_Set problem A_:
Find every line in the listing below that contains the word "blue", and copy each of those lines.

We wrote the simplest possible TCP server (with minor logging) to examine the memory footprint (see tcp-server.go below)
The server simply accepts connections and does nothing. It is being run on an Ubuntu 12.04.4 LTS server (kernel 3.2.0-61-generic) with Go version go1.3 linux/amd64.
The attached benchmarking program (pulse.go) creates, in this example, 10k connections, disconnects them after 30 seconds, repeats this cycle three times, and then continuously repeats small pulses of 1k connections/disconnections. The command used to test was ./pulse -big=10000 -bs=30.
The first attached graph is obtained by recording runtime.ReadMemStats when the number of clients has changed by a multiple of 500, and the second graph is the RES memory size seen by “top” for the server process.

_Source material_:
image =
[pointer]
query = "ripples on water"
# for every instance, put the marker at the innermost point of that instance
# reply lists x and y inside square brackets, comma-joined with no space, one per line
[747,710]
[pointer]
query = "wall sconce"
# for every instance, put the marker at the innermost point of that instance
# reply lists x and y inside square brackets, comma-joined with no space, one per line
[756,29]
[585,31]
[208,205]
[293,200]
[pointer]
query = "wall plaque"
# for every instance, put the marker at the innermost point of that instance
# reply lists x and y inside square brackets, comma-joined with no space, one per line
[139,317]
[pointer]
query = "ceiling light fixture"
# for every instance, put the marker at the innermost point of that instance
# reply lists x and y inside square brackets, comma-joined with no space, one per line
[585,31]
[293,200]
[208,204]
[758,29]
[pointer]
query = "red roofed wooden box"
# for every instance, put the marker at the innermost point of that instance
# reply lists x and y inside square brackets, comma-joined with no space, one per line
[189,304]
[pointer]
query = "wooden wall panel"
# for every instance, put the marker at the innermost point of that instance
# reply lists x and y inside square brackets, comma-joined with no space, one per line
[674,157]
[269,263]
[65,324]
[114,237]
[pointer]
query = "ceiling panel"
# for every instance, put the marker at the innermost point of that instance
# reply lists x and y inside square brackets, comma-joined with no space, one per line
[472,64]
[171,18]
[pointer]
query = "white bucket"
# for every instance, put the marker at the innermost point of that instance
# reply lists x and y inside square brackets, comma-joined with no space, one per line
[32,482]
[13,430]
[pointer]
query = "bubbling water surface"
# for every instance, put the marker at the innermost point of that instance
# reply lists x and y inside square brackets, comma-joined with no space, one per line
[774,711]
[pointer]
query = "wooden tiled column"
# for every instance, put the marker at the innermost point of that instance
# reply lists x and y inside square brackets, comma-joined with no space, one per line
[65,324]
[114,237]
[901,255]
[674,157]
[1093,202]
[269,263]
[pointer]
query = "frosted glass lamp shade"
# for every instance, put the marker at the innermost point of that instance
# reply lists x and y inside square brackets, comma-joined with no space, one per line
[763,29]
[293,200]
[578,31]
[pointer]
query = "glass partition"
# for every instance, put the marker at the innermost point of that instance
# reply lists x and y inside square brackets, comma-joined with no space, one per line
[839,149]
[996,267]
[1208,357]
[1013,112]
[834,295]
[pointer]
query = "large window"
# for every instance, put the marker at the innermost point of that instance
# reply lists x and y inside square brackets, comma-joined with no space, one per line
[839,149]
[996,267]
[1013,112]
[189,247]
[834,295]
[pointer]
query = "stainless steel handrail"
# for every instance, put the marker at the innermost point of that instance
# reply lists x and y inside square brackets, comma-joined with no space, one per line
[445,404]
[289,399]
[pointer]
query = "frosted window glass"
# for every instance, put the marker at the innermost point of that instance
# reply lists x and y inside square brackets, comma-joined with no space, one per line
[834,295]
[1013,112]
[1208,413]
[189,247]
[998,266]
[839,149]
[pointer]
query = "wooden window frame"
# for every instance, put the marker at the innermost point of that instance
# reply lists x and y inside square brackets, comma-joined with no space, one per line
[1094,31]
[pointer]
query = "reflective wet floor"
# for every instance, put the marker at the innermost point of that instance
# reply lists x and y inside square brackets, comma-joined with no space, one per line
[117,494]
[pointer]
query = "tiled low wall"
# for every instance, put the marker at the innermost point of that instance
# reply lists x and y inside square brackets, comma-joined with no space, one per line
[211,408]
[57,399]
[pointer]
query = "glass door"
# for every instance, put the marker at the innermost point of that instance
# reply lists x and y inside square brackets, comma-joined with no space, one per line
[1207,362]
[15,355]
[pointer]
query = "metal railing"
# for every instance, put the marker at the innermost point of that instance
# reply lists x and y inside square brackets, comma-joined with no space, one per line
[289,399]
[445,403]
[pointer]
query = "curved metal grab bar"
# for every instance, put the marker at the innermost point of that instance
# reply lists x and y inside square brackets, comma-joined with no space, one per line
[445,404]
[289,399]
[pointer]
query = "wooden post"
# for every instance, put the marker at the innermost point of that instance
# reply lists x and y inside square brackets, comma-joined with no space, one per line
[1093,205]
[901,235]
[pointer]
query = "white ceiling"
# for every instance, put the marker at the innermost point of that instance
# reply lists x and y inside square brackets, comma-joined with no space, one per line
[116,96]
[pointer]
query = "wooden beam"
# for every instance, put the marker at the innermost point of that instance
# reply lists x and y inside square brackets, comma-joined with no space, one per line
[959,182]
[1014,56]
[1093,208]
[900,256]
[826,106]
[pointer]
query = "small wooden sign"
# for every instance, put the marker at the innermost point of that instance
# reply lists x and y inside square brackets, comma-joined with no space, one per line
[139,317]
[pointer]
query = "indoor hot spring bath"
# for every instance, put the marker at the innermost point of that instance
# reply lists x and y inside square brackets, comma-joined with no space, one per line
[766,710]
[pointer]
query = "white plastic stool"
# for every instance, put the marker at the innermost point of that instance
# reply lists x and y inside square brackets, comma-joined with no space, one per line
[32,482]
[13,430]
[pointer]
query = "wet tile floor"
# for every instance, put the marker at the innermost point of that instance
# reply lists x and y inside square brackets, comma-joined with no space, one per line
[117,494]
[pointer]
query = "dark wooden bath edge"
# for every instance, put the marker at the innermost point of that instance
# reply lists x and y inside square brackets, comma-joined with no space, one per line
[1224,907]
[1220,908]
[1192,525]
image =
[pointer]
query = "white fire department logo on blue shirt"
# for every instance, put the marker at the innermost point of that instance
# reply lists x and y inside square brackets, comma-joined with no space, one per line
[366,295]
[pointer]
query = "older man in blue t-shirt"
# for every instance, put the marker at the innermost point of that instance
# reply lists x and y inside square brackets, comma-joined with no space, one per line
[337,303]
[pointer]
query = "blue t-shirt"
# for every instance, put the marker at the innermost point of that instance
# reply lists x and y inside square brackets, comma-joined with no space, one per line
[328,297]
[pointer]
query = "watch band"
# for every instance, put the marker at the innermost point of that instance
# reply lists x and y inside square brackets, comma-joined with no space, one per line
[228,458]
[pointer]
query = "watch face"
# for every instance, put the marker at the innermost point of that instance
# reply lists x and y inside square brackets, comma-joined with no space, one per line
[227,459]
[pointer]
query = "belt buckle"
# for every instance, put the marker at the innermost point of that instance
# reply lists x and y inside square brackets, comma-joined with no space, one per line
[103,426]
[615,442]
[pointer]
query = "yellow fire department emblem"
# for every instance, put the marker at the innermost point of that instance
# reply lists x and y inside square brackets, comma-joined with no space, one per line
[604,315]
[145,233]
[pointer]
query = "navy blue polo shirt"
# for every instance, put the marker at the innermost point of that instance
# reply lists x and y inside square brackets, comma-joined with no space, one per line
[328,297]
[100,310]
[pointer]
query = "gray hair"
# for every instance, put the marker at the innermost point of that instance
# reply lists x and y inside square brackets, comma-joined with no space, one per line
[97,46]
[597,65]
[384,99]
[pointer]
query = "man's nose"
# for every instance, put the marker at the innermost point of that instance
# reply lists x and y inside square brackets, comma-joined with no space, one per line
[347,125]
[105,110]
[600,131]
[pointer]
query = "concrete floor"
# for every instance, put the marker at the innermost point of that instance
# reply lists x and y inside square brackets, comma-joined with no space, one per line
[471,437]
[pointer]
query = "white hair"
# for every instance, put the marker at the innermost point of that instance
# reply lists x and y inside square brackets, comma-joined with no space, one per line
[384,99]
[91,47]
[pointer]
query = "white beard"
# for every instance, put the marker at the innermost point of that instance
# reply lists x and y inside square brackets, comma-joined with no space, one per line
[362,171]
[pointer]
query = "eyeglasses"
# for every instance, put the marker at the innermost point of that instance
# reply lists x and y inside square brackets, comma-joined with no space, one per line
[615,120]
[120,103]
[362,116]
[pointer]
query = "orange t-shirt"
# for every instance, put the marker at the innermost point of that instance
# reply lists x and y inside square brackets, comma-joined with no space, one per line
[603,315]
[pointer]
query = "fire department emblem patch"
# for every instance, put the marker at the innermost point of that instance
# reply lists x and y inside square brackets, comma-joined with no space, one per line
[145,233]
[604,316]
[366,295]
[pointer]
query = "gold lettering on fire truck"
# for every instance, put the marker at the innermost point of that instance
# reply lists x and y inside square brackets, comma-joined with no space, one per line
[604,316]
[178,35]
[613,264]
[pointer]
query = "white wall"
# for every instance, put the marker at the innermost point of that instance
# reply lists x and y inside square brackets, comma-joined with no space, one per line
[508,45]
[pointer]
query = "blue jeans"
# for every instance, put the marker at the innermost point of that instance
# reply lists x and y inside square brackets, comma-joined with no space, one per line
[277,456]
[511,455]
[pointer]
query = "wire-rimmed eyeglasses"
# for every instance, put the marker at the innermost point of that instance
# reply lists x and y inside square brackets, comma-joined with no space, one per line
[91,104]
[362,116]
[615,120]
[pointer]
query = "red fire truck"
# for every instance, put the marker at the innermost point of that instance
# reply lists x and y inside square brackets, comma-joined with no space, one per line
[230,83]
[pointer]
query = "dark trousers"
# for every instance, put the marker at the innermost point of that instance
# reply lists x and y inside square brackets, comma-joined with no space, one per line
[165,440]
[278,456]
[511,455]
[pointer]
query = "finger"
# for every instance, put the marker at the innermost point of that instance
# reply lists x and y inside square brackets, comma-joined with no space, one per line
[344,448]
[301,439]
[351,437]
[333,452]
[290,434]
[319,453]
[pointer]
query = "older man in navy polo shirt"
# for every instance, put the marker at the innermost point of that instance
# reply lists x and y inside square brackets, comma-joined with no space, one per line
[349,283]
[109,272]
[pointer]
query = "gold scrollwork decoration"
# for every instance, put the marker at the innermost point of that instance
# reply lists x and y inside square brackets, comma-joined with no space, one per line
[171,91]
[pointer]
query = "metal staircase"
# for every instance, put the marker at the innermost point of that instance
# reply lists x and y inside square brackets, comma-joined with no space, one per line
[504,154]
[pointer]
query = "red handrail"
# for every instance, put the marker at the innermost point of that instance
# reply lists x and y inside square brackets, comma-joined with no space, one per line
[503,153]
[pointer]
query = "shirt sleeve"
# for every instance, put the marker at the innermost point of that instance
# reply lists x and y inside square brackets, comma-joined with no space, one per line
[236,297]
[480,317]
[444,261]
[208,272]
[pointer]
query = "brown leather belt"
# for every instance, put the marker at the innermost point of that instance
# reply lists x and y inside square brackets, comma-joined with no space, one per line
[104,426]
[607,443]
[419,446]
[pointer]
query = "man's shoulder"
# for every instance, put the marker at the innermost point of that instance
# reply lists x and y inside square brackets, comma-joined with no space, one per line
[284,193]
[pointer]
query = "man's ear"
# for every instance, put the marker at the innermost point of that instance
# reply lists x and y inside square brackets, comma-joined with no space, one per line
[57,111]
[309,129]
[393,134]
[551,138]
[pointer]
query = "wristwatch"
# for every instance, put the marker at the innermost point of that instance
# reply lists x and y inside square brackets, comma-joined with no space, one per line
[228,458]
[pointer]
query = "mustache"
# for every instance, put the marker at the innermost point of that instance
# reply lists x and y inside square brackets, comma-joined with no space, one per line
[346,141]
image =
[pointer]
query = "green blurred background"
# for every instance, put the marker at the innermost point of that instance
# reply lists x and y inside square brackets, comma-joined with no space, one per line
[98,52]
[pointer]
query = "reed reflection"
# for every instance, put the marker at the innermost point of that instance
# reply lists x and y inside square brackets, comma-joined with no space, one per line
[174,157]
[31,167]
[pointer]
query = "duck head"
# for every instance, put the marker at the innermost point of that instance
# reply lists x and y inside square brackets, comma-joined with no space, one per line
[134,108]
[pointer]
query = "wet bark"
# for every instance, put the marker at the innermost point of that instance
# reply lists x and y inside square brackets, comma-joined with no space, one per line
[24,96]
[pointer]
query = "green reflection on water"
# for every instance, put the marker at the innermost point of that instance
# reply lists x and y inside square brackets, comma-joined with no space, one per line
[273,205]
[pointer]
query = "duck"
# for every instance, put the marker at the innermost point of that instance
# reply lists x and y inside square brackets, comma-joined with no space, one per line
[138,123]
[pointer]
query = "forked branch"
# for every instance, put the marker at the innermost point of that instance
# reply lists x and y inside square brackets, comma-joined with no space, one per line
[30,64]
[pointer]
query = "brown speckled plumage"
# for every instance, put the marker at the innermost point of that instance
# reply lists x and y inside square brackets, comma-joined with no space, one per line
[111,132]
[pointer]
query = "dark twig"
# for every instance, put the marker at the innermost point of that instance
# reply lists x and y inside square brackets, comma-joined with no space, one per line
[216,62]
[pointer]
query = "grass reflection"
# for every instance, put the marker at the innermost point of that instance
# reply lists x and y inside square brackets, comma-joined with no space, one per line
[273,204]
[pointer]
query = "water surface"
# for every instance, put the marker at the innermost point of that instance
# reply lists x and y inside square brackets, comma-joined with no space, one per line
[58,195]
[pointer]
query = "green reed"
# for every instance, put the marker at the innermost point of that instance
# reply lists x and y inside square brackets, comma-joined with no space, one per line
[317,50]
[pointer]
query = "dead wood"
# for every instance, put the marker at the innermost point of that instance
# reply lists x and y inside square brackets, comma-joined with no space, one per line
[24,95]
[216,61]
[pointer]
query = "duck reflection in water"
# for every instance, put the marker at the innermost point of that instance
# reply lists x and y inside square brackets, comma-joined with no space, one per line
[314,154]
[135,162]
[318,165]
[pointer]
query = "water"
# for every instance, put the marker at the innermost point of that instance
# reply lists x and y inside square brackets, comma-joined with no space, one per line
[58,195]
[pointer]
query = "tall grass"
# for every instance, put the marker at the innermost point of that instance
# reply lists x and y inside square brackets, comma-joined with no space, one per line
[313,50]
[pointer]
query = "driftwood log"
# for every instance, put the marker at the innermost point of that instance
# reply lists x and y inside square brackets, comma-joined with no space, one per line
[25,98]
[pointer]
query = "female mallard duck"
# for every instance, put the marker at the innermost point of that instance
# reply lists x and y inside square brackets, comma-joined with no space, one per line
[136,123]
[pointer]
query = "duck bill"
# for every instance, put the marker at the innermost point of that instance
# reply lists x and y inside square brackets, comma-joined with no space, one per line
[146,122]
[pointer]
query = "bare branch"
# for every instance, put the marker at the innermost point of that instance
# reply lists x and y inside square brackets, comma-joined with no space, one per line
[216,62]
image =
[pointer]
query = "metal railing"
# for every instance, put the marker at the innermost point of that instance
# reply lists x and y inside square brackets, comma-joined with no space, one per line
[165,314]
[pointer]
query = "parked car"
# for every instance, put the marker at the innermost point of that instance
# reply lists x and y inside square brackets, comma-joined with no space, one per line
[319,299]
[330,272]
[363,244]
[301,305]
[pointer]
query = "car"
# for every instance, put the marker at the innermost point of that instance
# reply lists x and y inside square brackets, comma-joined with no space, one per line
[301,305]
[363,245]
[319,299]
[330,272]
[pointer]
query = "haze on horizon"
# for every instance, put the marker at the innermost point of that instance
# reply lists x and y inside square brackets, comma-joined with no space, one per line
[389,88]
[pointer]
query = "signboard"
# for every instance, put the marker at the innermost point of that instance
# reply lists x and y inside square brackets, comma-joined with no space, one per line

_Set problem B_:
Reproduce word for word the part of the Go TCP server memory post above, starting at "We wrote the" and ending at "the server process.".

_Task solution A_:
query = "white fire department logo on blue shirt"
query = "older man in blue t-shirt"
query = "blue t-shirt"
query = "navy blue polo shirt"
query = "blue jeans"

_Task solution B_:
We wrote the simplest possible TCP server (with minor logging) to examine the memory footprint (see tcp-server.go below)
The server simply accepts connections and does nothing. It is being run on an Ubuntu 12.04.4 LTS server (kernel 3.2.0-61-generic) with Go version go1.3 linux/amd64.
The attached benchmarking program (pulse.go) creates, in this example, 10k connections, disconnects them after 30 seconds, repeats this cycle three times, and then continuously repeats small pulses of 1k connections/disconnections. The command used to test was ./pulse -big=10000 -bs=30.
The first attached graph is obtained by recording runtime.ReadMemStats when the number of clients has changed by a multiple of 500, and the second graph is the RES memory size seen by “top” for the server process.